● What to do:
Omit the pictures and return every entry exactly as written.

● Material for this task:
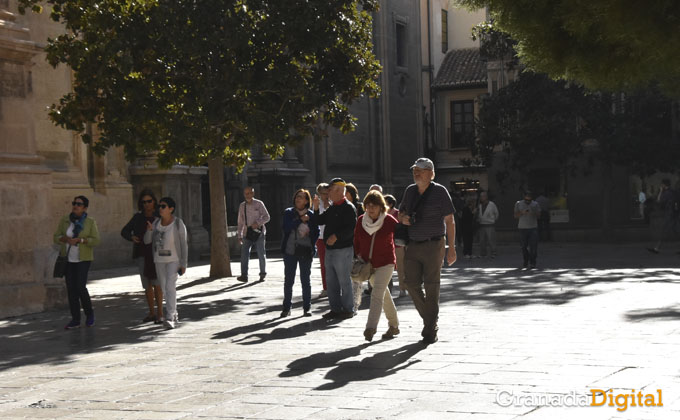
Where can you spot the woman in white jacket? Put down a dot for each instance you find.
(168, 236)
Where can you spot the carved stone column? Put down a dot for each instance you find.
(24, 181)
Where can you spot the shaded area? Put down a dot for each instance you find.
(378, 365)
(505, 288)
(40, 338)
(663, 314)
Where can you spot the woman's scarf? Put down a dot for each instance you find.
(77, 223)
(303, 228)
(369, 225)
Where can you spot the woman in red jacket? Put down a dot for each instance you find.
(376, 222)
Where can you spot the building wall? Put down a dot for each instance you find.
(43, 167)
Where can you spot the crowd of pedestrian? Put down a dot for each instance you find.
(413, 238)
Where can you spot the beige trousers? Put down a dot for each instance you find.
(381, 299)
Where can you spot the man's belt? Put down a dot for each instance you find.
(432, 239)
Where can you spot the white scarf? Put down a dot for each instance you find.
(369, 225)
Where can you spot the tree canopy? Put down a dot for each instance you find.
(536, 119)
(195, 80)
(603, 44)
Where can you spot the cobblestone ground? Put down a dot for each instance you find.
(513, 345)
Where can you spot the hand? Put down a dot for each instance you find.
(451, 256)
(331, 240)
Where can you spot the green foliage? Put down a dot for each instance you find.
(536, 119)
(199, 79)
(603, 44)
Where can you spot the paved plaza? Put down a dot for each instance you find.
(513, 344)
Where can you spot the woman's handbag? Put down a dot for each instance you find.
(303, 251)
(60, 265)
(362, 270)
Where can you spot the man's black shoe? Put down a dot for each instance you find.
(330, 315)
(345, 315)
(430, 338)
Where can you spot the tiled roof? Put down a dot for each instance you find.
(461, 69)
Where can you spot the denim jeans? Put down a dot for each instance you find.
(76, 286)
(290, 263)
(245, 255)
(338, 270)
(528, 239)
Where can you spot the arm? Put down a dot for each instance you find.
(184, 246)
(451, 234)
(290, 222)
(264, 215)
(240, 221)
(60, 234)
(127, 230)
(349, 221)
(93, 239)
(148, 235)
(517, 214)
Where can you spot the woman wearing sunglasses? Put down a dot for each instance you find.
(78, 234)
(142, 253)
(168, 238)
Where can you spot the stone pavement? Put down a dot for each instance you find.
(513, 345)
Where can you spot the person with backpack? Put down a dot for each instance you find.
(427, 210)
(665, 221)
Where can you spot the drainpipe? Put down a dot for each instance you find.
(430, 146)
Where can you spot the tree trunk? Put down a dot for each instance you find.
(219, 248)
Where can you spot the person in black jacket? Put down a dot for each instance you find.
(339, 221)
(134, 231)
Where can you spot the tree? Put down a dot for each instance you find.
(204, 81)
(539, 119)
(603, 44)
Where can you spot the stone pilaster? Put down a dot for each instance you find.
(24, 180)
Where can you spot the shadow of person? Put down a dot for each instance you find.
(321, 360)
(379, 365)
(283, 333)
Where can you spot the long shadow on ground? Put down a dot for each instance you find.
(40, 338)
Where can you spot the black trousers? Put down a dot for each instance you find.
(76, 286)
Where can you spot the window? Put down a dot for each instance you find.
(401, 45)
(445, 31)
(462, 123)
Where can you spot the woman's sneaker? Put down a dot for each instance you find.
(391, 332)
(72, 324)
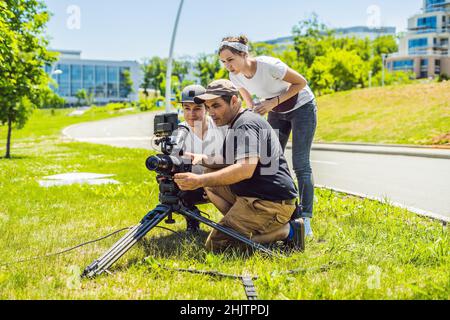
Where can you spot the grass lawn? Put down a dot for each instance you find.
(361, 249)
(407, 114)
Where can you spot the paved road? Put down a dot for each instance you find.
(419, 183)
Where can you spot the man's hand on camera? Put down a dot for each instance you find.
(196, 158)
(188, 181)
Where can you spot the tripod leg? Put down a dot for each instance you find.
(228, 231)
(152, 219)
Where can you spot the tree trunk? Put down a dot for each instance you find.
(8, 139)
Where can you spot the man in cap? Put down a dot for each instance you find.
(256, 192)
(204, 138)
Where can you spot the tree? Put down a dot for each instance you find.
(309, 36)
(208, 66)
(81, 96)
(51, 100)
(154, 74)
(23, 55)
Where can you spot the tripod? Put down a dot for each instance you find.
(170, 202)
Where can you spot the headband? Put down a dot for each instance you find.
(235, 45)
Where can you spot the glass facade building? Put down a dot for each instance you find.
(424, 50)
(103, 79)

● Result for this task:
Where can you spot the woman in white jacket? Put down a dot for each instance you find.
(168, 236)
Where can you spot the carved stone column? Put down a dot for each instance you find.
(24, 181)
Where can you spot the shaded area? Put down a dot for each instance you find.
(378, 365)
(505, 288)
(40, 338)
(663, 314)
Where can you spot the woman's scarf? Put down a dot for each instance you find.
(77, 223)
(303, 228)
(369, 225)
Where can you spot the woman in red jacket? Put down a dot for each instance you find.
(376, 222)
Where can you spot the building wall? Put down a dot for each instance you find.
(43, 167)
Where can you spot the crowd of pedestrian? Put down a dot for each instance you find.
(413, 238)
Where can you spot the beige trousers? Put down a dot for each instance you find.
(381, 299)
Where can you spot the man's belt? Put down a dot for each instance you find.
(432, 239)
Where can you spot the white scarf? Put down a dot for each instance you find.
(369, 225)
Where can you spot the tree canopy? Put down a dot for each instance you find.
(536, 119)
(195, 80)
(603, 44)
Where can you spot the cobblestone ground? Put down a dot for each instance you find.
(513, 345)
Where can you spot the hand? Put down a dot for each instance you find.
(451, 256)
(331, 240)
Where can you spot the green foliage? Put down a dot for each instance you find.
(536, 119)
(199, 79)
(603, 44)
Where can you spot the paved plaza? Put down a dot for each instance you find.
(513, 344)
Where can you spot the woman's handbag? Put down a dot for each instance you find.
(303, 251)
(60, 265)
(362, 270)
Where can you spot the man's black shoe? Put down a dot for each instance you find.
(330, 315)
(345, 315)
(430, 338)
Where can you spot the tiled roof? Put down a dot for each instance you find.
(461, 69)
Where can you spot the denim jeans? Put down a dot for each instance you find.
(76, 286)
(290, 263)
(245, 255)
(338, 270)
(528, 239)
Where can you spot the arm? Put down a dot for each instance you find.
(184, 246)
(451, 234)
(290, 222)
(264, 215)
(240, 221)
(60, 234)
(127, 230)
(349, 221)
(93, 239)
(148, 235)
(517, 214)
Where can you spot the woman wearing sunglasses? Put down a dot for each instance you find.
(78, 234)
(142, 253)
(168, 238)
Where can you spot the stone pavement? Put down a dot for each instance you find.
(513, 345)
Where can you spot the person with backpack? Put down a dot for each instance you find.
(427, 210)
(665, 221)
Where can you spot the drainpipe? Put down a dot for each instance you find.
(430, 146)
Where can you spot the tree trunk? Put down a dot for each instance you find.
(219, 248)
Where can you spot the person in black jacket? Put down a dot for each instance you find.
(339, 221)
(134, 231)
Where can you spot the tree? Put down a dot for each instance you find.
(204, 81)
(539, 119)
(603, 44)
Where can you spot the stone pilaster? Put down a dot for each instance you find.
(24, 180)
Where can you spot the shadow of person? Put down a dot for each instance you find.
(321, 360)
(379, 365)
(283, 333)
Where can you spot the long shadow on ground? Put down a dot for each instance you find.
(40, 338)
Where can you spot the black trousers? Put down a dot for each instance you find.
(76, 286)
Where can you spot the window? Put down a dot for each instance you find.
(401, 45)
(445, 31)
(462, 123)
Where can you spot the woman's sneaker? Put down a dot for each instance you find.
(391, 332)
(72, 324)
Where can you spot the grass lawn? Put down a dot for each instance you find.
(361, 249)
(407, 114)
Where can you spot the paved road? Put down a dot for each instance you find.
(419, 183)
Where can you spot the man's hand on camera? Put down a dot for each instance you find.
(196, 158)
(188, 181)
Where can you spot the tripod leg? Put down a dot for each instance you find.
(228, 231)
(152, 219)
Where can you spot the tree trunk? Put down a dot for each instance you find.
(8, 139)
Where can you spot the man in cap? Put down a dot for each instance you find.
(256, 192)
(204, 138)
Where can you spot the tree? Put down a dot for each instance you find.
(309, 36)
(208, 66)
(81, 96)
(51, 100)
(154, 74)
(23, 55)
Where can you spot the tripod? Put down a dot for each instance you find.
(170, 202)
Where can you spot the headband? Put down a dot for each instance you find.
(235, 45)
Where can you spot the glass facade building? Put down a dot for each instance you find.
(424, 50)
(103, 79)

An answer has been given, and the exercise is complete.